▶ [Work to complete]:
a – Copy the stretch of the trolling thread from "I like how this" through "a used 5D3.".
b – Continue the forum thread about trolling from where it ends.

▶ [Text section]:
It seems to me that a troll is someone who makes a statement intended to provoke a response that he (or she) can attack, often in very unpleasant language, with liberal use of trigger words. It is the intent to provoke a response that defines a troll. Simply taking a position, even when counterproductive, repetitive and annoying is not trolling, unless there is an intent to provoke. It therefore follows that one is not trolling unless one knows that he or she is trolling. It also follows that refusing to respond to the provocation is often the best idea, if only to spite the troll.


----------



## Orangutan (Jun 24, 2017)

BillB said:


> Orangutan said:
> 
> 
> > transpo1 said:
> ...



It seems clear to me that a person who continues "Simply taking a position, even when counterproductive, repetitive and annoying," after being given hints, corrections, etc. either knows or very much should know that they are provoking a response and, therefore, knows they're trolling. The exception being "the revolutionary" I mentioned above. There are different degrees of intent, and different degrees of trolling. Not all trolls start as trolls.



> It also follows that refusing to respond to the provocation is often the best idea, if only to spite the troll.



You'd think so...and I thought so until I ran across a few reports of studies that challenge that. I don't have them at hand or I'd post links.


----------



## Zv (Jun 24, 2017)

I like how this thread is analyzing the mindset of trolls and trolling behavior, trying to figure out the definition of a troll and why they do the things they do. You could make a decent podcast out of this!


----------



## Don Haines (Jun 25, 2017)

Sometimes you can learn a lot from a troll. For instance, I have recently learned that the 6D2 is a "piece of s--t"... that it does not have 4K video or dual card slots, that only an idiot will buy one, and that I should sell off all my Canon glass and spare body, flashes, batteries, etc and convert to Nikon because apparently that would be cheaper than upgrading to a used 5D3.

Now that I know all this, when I get my 6D2 and go take nice pictures, despite now knowing how impossible that will be, it will mean that I am "special".... and in a good sort of way.....


----------



## Jack Douglas (Jun 25, 2017)

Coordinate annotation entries
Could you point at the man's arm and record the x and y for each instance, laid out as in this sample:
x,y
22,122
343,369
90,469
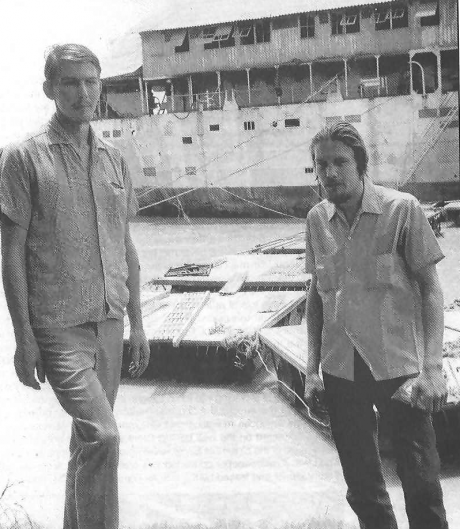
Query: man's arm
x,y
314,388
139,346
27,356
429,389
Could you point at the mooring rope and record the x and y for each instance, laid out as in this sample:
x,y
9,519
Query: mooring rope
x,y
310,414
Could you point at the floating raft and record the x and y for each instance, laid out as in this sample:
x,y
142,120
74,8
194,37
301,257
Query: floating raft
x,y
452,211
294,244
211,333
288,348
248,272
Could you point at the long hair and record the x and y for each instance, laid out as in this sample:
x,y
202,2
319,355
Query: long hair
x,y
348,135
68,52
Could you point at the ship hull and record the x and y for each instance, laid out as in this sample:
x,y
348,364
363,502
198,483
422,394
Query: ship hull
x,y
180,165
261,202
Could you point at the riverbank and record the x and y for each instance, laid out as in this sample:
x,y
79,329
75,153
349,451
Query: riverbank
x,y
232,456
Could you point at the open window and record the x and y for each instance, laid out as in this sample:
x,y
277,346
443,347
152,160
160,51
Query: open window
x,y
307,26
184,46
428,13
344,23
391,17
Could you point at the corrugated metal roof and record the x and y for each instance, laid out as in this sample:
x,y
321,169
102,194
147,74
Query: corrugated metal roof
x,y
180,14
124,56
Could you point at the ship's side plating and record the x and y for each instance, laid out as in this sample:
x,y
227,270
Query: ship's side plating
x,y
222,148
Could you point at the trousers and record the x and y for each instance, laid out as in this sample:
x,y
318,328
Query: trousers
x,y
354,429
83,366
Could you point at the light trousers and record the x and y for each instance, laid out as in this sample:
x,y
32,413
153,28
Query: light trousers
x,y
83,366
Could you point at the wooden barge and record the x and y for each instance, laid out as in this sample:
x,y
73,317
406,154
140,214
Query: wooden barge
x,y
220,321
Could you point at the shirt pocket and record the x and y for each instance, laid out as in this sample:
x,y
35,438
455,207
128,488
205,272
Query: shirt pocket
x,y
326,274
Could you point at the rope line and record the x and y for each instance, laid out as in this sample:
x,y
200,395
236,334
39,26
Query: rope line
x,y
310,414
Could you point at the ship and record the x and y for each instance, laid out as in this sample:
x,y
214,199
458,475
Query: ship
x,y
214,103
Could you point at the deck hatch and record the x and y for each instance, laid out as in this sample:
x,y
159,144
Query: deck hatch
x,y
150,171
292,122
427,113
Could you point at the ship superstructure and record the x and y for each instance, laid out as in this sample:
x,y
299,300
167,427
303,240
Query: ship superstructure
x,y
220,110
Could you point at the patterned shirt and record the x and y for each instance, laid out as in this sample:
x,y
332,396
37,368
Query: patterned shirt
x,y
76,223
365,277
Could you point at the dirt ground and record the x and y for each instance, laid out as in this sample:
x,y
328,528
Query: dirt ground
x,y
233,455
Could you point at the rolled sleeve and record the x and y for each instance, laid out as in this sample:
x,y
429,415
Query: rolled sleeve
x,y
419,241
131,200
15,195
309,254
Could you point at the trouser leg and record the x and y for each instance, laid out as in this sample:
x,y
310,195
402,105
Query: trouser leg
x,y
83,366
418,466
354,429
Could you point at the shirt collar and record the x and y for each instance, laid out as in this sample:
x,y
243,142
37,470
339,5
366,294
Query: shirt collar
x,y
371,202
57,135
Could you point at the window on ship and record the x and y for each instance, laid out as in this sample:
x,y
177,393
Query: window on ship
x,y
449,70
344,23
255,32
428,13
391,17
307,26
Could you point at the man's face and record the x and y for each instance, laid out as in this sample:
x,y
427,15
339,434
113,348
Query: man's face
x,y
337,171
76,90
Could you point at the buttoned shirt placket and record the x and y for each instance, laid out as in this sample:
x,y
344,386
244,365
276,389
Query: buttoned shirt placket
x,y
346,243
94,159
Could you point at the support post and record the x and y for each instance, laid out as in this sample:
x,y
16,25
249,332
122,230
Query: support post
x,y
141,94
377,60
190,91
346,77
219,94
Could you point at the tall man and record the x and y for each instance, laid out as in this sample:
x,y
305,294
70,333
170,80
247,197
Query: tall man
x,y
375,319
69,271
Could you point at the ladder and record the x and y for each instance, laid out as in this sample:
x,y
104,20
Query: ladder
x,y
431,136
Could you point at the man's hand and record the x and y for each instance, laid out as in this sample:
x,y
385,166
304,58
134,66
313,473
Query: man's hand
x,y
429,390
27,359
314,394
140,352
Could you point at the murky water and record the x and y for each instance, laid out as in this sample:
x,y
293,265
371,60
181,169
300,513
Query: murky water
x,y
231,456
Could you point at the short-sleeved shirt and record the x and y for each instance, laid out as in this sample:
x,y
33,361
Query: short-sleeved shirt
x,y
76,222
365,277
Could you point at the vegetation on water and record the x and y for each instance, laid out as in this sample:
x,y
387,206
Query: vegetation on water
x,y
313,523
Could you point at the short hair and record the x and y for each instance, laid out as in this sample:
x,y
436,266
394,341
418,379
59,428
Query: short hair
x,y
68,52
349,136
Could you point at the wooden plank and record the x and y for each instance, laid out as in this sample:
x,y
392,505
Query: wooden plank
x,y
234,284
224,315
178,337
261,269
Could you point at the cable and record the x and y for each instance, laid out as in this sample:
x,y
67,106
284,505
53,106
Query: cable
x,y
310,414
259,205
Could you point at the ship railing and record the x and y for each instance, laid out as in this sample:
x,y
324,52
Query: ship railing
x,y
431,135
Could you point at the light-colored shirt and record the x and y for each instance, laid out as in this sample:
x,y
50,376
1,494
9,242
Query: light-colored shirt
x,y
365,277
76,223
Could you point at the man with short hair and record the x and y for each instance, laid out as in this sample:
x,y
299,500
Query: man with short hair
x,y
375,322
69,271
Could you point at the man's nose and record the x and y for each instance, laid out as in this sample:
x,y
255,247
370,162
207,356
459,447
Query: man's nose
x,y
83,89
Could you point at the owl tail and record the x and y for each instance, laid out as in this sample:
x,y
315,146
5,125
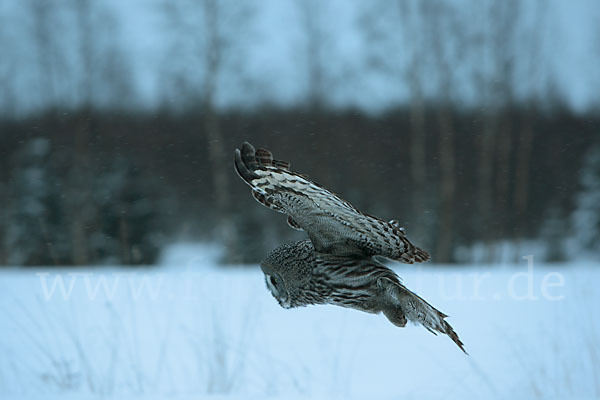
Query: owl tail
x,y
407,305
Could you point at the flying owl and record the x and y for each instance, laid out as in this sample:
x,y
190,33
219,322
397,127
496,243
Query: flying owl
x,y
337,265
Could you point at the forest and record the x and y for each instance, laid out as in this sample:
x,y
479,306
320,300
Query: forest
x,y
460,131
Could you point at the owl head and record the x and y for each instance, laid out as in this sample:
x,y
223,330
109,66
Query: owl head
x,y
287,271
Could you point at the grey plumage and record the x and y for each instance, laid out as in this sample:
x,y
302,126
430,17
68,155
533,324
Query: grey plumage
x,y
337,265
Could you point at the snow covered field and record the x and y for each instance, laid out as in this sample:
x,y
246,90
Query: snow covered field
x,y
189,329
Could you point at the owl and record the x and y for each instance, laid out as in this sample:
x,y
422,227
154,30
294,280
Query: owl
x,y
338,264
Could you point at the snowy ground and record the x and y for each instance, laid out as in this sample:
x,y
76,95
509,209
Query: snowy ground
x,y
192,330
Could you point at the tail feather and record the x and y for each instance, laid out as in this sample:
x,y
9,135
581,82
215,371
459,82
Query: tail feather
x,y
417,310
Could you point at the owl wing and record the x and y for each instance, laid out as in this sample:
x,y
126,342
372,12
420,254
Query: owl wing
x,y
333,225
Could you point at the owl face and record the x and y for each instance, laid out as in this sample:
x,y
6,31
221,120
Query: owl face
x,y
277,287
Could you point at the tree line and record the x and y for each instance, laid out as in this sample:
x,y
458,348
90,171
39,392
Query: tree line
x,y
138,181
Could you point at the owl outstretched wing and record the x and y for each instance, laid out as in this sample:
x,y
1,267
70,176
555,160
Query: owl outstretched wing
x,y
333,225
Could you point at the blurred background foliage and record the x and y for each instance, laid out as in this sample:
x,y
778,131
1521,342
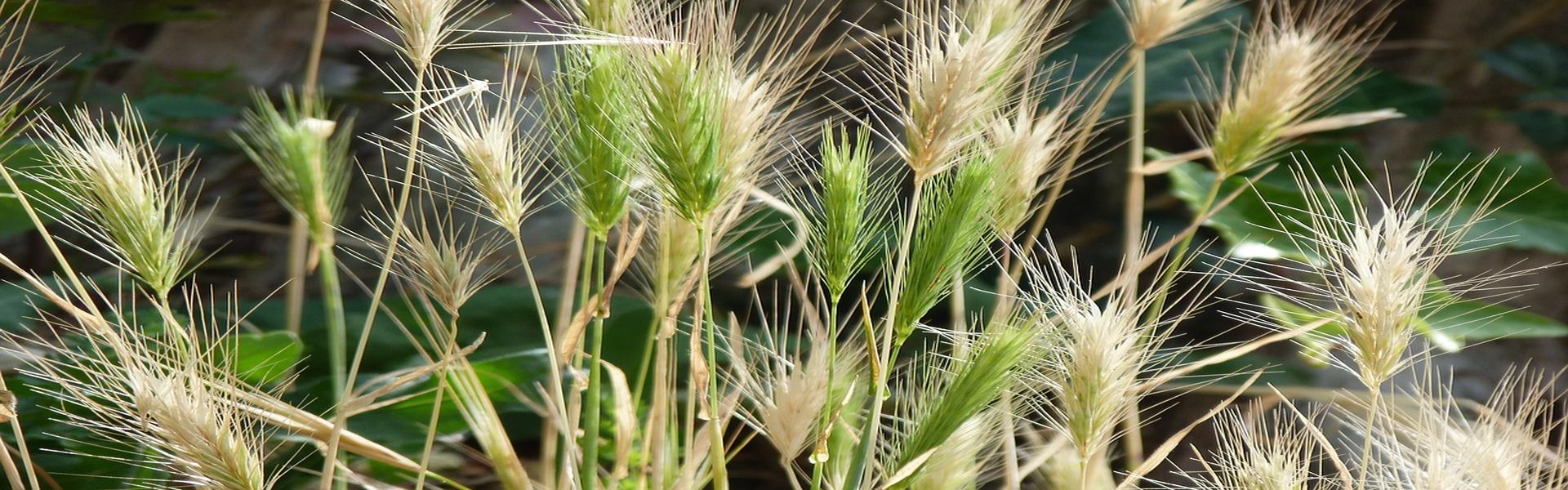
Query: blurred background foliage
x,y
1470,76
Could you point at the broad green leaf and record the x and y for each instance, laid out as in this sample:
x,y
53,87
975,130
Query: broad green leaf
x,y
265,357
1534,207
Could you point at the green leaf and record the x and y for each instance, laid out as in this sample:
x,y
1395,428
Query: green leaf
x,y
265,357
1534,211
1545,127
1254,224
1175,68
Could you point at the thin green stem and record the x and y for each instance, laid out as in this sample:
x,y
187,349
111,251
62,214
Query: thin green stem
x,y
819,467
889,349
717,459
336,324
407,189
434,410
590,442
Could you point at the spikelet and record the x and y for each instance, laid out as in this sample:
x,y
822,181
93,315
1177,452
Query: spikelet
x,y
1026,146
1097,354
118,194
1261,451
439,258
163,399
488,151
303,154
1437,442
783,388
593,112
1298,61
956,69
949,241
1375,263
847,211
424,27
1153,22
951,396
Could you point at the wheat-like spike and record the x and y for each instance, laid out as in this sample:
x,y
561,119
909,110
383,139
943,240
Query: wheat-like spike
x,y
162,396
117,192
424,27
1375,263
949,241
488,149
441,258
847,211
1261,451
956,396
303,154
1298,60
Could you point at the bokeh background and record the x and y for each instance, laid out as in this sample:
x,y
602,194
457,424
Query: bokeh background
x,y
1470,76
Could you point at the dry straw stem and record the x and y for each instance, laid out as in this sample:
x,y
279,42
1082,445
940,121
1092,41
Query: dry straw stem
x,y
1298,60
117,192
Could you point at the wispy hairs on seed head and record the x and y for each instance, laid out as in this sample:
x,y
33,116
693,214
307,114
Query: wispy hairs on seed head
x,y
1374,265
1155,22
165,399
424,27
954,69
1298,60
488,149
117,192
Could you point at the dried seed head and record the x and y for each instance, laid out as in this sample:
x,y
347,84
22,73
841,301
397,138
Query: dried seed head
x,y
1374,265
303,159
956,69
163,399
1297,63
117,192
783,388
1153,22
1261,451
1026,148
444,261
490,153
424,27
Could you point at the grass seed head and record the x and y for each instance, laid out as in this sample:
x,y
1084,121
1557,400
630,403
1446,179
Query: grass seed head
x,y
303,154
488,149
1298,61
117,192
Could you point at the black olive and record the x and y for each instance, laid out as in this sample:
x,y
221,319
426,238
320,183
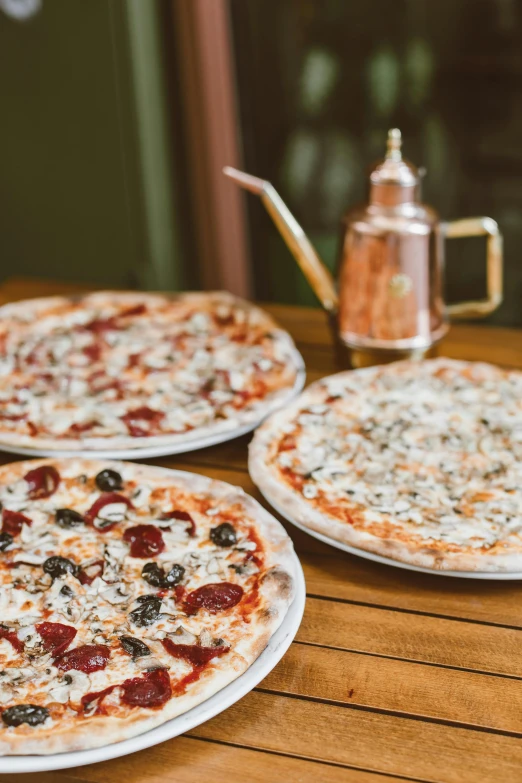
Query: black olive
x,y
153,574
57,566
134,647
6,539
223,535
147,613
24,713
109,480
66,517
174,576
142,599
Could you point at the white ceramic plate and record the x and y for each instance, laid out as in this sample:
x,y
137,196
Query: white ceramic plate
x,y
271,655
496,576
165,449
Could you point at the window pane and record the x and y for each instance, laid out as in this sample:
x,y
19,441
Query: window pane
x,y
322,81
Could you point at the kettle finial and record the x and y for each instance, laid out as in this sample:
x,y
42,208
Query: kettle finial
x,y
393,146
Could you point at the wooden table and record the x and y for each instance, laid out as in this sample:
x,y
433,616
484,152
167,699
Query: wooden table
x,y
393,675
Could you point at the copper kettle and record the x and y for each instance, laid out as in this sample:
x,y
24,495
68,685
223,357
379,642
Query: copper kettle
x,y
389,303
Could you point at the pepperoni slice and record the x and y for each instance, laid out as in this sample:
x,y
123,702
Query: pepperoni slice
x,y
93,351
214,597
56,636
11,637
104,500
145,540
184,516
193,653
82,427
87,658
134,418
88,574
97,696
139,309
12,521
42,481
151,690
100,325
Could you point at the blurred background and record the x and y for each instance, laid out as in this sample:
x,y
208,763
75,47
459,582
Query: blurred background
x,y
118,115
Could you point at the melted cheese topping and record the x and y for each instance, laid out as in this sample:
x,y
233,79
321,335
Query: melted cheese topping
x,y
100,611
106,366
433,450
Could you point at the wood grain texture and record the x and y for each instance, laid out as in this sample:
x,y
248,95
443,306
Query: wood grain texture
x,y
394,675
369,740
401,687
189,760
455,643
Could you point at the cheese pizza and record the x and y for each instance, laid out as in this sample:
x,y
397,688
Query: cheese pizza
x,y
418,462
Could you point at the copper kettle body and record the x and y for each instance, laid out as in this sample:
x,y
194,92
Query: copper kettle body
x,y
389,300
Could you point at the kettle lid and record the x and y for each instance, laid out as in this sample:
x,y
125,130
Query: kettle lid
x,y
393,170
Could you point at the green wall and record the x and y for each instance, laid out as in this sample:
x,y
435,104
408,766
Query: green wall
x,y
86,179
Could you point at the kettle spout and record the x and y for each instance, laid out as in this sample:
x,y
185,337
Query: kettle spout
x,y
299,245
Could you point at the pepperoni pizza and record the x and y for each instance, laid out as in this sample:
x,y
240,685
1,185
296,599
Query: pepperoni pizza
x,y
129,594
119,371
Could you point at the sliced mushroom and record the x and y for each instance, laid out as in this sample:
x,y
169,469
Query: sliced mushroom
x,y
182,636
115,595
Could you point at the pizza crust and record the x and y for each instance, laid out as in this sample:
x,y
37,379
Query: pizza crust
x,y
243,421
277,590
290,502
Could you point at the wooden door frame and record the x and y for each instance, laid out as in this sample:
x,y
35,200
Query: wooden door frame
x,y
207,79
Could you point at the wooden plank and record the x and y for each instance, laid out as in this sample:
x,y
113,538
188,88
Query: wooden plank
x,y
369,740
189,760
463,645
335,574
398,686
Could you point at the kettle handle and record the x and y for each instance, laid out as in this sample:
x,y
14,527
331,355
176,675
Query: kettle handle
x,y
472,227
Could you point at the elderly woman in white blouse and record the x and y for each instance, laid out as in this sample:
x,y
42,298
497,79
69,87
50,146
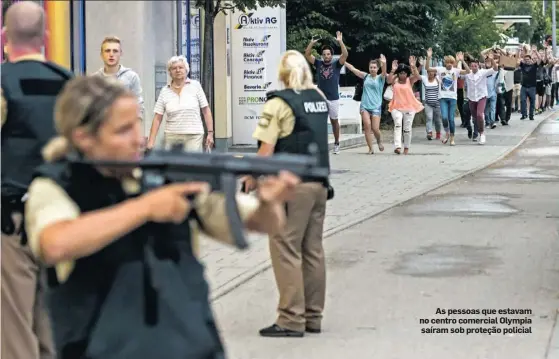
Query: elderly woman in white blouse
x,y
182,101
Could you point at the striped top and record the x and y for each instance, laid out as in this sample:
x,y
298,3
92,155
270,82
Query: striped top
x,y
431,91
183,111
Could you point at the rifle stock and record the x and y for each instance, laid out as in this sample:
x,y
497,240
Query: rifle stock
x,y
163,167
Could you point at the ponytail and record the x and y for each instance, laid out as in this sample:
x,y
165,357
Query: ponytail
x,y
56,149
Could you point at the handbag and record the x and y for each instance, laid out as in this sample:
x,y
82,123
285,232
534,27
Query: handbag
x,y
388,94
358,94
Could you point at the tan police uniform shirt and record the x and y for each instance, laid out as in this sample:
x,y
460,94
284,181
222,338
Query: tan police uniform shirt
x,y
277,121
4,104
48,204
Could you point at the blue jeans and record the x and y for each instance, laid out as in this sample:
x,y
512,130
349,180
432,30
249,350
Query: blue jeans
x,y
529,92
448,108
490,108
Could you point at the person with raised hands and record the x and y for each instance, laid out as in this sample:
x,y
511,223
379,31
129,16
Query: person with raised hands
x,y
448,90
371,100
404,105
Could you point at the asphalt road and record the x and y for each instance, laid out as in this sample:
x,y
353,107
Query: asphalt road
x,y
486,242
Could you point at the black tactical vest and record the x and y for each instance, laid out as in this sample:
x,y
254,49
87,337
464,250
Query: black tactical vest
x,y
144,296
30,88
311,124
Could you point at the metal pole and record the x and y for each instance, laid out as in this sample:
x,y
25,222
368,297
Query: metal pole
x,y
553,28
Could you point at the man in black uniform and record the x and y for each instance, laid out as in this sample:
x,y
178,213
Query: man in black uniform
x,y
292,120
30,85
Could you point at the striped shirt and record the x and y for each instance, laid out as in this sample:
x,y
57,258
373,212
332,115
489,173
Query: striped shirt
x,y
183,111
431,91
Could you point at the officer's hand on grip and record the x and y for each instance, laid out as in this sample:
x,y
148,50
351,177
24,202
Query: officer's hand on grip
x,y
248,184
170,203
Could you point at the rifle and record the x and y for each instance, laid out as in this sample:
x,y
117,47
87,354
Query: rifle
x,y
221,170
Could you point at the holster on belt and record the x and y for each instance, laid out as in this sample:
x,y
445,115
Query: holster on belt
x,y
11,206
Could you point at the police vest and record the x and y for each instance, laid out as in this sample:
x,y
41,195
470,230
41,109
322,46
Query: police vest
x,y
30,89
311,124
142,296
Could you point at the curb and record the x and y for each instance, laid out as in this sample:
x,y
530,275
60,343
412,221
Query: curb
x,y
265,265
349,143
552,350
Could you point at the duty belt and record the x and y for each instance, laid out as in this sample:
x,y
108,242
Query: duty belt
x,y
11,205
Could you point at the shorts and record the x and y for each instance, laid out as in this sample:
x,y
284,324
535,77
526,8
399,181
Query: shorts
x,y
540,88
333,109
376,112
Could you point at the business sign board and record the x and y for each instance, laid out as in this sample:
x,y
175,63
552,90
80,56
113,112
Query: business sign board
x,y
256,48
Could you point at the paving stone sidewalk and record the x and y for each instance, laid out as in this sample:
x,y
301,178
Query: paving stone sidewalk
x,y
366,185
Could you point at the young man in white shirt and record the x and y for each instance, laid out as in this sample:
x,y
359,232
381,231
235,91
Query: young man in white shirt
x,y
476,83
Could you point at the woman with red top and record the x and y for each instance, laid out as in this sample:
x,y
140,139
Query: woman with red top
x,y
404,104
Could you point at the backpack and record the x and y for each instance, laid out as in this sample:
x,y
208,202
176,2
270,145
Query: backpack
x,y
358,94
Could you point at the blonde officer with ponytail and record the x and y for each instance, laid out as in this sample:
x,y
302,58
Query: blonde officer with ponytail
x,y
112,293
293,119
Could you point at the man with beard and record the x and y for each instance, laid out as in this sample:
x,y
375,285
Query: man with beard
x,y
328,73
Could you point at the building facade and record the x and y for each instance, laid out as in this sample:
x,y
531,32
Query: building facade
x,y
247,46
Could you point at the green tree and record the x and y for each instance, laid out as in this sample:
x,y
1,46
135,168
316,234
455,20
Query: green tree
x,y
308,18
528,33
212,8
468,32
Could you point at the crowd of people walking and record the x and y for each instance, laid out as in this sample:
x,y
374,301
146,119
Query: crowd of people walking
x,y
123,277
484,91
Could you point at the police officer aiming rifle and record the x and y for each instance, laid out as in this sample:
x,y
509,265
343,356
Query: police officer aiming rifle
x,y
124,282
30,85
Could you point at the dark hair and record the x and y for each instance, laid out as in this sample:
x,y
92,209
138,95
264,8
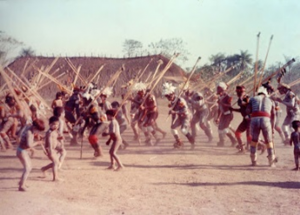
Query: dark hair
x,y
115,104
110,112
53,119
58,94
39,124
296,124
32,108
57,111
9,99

▶ [Final results]:
a –
I like how this thread is analyzing the mindset of trolls and trolling behavior, trying to figure out the definition of a troll and why they do the things they do. You could make a decent podcast out of this!


----------



## Don Haines (Jun 25, 2017)

Sometimes you can learn a lot from a troll. For instance, I have recently learned that the 6D2 is a "piece of s--t"... that it does not have 4K video or dual card slots, that only an idiot will buy one, and that I should sell off all my Canon glass and spare body, flashes, batteries, etc and convert to Nikon because apparently that would be cheaper than upgrading to a used 5D3.

b –
Don Haines said:


> Sometimes you can learn a lot from a troll. For instance, I have recently learned that the 6D2 is a "piece of s--t"... that it does not have 4K video or dual card slots, that only an idiot will buy one, and that I should sell off all my Canon glass and spare body, flashes, batteries, etc and convert to Nikon because apparently that would be cheaper than upgrading to a used 5D3.
> 
> Now that I know all this, when I get my 6D2 and go take nice pictures, despite now knowing how impossible that will be, it will mean that I am "special".... and in a good sort of way.....



Interesting how you bring the topic back to the 6D2.  Remember the threads on the 6D? One major complaint was that it HAD wifi. I actually started to do remote shooting and somehow lost interest because it was clunky and I was on the edge of its range. Now I'm too cheap to buy the 1DX2 unit which I presume would be infinitely better.

Jack


----------



## Don Haines (Jun 25, 2017)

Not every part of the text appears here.